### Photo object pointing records

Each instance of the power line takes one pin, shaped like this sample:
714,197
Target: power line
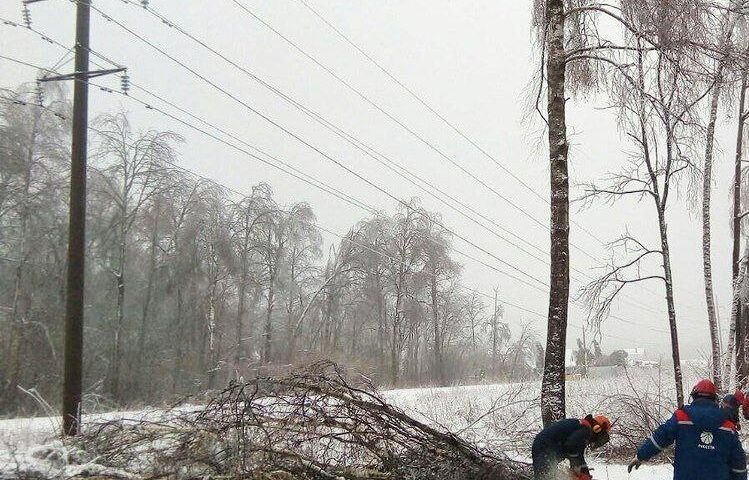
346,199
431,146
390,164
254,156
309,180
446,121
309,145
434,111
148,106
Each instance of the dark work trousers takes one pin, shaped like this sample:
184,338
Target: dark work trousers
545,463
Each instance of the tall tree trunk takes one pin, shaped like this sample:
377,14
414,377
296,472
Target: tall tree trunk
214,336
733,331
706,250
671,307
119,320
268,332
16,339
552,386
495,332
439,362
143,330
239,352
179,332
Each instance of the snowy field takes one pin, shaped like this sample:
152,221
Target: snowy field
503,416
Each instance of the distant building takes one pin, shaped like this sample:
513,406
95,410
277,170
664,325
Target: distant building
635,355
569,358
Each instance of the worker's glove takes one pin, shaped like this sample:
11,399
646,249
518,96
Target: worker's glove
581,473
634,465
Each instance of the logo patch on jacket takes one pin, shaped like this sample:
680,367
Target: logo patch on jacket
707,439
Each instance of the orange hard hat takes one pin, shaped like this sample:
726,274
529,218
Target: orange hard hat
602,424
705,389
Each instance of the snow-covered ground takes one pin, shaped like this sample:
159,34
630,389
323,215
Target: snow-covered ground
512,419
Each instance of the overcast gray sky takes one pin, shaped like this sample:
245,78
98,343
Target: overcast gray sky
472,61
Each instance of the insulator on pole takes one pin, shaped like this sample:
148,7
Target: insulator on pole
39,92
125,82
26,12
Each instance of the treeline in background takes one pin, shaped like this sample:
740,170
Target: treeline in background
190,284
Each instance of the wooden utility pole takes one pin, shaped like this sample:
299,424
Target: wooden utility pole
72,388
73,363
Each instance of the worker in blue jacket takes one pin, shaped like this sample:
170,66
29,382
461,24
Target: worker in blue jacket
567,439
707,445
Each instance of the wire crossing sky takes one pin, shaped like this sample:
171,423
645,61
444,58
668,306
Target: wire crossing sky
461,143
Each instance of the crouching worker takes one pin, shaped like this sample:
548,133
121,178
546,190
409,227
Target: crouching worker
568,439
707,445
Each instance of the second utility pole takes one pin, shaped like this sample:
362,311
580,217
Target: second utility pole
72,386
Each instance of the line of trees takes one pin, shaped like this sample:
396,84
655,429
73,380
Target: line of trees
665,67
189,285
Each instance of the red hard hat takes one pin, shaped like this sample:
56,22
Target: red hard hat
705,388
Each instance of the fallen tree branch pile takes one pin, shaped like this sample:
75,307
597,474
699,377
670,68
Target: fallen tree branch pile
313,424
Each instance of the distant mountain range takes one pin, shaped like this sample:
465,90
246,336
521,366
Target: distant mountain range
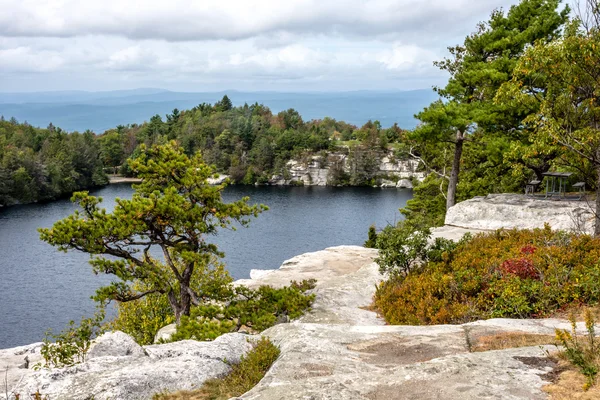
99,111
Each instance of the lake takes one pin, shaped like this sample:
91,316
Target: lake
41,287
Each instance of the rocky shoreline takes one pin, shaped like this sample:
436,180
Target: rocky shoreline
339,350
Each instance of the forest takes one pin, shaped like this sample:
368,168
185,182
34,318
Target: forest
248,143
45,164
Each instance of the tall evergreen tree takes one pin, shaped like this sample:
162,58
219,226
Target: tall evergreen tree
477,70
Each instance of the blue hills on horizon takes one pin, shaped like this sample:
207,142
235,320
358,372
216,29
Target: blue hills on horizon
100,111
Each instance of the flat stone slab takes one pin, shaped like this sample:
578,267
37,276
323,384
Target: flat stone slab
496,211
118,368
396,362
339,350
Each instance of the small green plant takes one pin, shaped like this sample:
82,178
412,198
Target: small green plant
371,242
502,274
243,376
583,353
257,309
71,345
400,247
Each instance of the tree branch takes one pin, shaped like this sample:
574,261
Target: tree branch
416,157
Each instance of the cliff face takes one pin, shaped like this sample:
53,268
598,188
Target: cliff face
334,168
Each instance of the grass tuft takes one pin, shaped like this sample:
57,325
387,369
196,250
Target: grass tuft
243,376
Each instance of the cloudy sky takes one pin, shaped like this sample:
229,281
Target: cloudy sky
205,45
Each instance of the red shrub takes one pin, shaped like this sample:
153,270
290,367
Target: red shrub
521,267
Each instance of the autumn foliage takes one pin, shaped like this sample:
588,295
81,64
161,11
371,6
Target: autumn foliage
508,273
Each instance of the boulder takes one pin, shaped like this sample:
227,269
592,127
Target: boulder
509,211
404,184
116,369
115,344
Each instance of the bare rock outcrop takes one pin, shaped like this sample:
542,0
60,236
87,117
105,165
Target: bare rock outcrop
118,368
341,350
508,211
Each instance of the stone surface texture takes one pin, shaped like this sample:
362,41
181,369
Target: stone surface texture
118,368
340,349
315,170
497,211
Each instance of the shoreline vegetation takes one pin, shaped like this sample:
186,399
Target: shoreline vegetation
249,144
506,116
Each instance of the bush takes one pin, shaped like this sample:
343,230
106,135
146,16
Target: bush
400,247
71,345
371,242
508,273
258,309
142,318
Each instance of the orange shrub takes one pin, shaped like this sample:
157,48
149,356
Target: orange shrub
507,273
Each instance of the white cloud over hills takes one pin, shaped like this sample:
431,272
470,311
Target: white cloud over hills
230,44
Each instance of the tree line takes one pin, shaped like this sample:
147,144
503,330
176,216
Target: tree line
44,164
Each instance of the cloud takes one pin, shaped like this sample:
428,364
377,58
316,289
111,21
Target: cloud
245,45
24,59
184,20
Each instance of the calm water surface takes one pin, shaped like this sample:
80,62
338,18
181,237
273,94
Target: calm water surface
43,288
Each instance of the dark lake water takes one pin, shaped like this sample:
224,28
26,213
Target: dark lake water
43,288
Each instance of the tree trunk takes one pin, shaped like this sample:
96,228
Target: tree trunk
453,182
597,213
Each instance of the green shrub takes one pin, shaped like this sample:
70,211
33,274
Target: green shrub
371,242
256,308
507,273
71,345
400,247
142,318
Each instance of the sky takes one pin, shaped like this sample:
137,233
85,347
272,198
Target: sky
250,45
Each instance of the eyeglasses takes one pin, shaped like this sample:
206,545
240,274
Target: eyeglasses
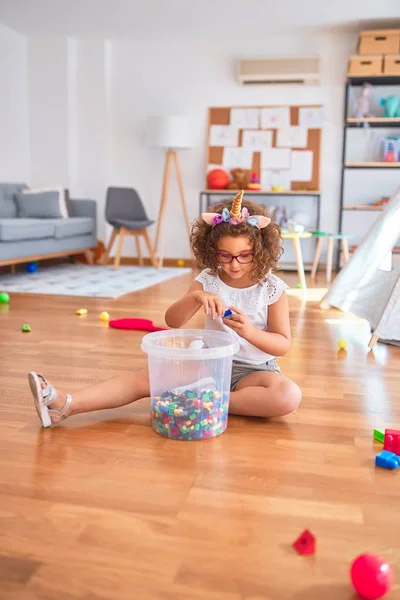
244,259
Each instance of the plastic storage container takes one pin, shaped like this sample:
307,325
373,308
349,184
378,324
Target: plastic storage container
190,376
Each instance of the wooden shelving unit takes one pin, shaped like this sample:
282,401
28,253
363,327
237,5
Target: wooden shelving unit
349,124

...

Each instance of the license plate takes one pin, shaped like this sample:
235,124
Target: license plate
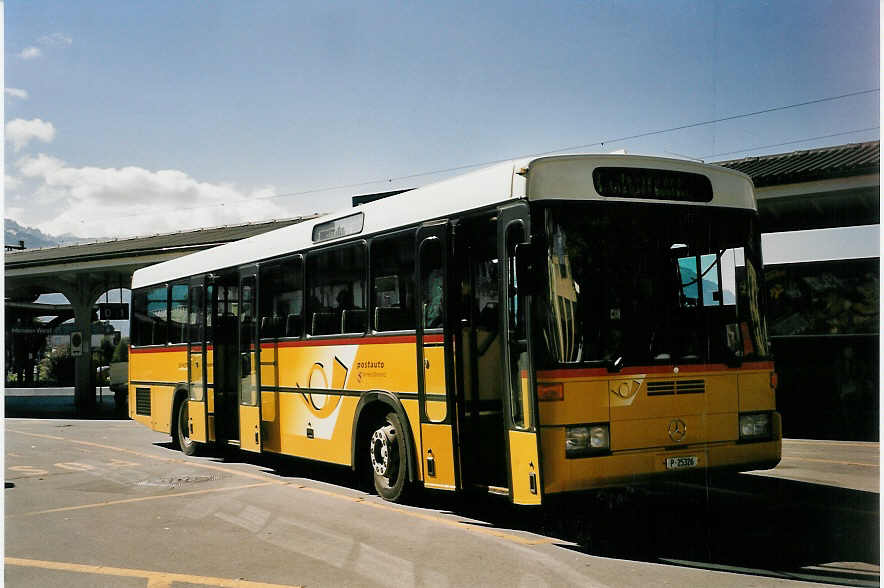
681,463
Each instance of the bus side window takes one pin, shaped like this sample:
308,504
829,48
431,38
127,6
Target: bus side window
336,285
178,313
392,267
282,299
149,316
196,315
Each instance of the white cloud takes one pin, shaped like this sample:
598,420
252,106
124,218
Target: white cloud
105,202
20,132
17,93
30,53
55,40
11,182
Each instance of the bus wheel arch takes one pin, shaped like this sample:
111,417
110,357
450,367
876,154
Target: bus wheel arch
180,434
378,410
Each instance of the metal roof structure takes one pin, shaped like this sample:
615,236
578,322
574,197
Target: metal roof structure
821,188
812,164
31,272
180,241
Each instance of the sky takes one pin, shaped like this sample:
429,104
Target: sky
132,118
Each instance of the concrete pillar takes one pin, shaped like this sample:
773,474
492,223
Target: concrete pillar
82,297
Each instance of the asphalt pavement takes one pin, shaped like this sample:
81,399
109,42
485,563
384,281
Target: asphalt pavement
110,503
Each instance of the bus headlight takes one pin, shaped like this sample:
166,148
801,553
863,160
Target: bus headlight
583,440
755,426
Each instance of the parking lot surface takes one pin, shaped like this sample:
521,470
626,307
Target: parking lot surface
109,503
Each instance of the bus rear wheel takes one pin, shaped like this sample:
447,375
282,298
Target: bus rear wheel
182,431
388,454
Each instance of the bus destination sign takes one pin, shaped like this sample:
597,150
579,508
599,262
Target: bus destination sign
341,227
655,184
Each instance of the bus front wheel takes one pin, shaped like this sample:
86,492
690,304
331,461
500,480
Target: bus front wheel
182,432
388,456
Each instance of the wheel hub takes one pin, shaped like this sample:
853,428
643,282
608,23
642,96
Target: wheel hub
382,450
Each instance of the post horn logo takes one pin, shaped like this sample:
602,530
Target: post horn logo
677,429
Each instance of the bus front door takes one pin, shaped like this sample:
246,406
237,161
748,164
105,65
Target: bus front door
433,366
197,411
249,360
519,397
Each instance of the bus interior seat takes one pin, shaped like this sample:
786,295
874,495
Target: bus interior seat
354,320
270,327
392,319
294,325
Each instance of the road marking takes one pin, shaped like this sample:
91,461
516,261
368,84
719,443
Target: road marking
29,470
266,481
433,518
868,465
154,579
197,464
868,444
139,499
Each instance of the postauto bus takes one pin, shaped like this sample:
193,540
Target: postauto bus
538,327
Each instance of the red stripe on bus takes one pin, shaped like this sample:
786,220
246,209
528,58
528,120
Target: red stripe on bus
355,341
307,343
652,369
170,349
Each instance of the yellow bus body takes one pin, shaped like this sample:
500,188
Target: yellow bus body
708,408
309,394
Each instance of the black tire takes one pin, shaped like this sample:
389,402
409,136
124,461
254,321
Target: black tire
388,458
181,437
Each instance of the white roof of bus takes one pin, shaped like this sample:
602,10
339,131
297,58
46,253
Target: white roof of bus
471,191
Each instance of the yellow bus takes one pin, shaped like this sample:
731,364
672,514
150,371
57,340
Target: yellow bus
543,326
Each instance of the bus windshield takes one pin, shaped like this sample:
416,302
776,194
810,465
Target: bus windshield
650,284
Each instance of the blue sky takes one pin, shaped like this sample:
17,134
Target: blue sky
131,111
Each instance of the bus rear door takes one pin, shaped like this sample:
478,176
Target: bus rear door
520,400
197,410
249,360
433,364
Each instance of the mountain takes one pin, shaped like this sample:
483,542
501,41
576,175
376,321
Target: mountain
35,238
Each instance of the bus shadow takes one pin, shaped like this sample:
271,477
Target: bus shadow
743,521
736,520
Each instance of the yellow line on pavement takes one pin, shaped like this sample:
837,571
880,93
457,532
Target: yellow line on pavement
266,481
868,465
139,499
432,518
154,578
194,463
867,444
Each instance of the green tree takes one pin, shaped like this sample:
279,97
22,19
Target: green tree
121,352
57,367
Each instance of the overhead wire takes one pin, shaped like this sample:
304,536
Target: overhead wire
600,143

### YOUR GOAL
Report every line above that contains the word "dark", copying each such line in full.

### FINAL RESULT
Each instance of the dark work trousers takes one pin, shaped like this sample:
Target: dark work trousers
Each instance of the dark lake water takes one pin, shaped like this sample:
Target: dark lake water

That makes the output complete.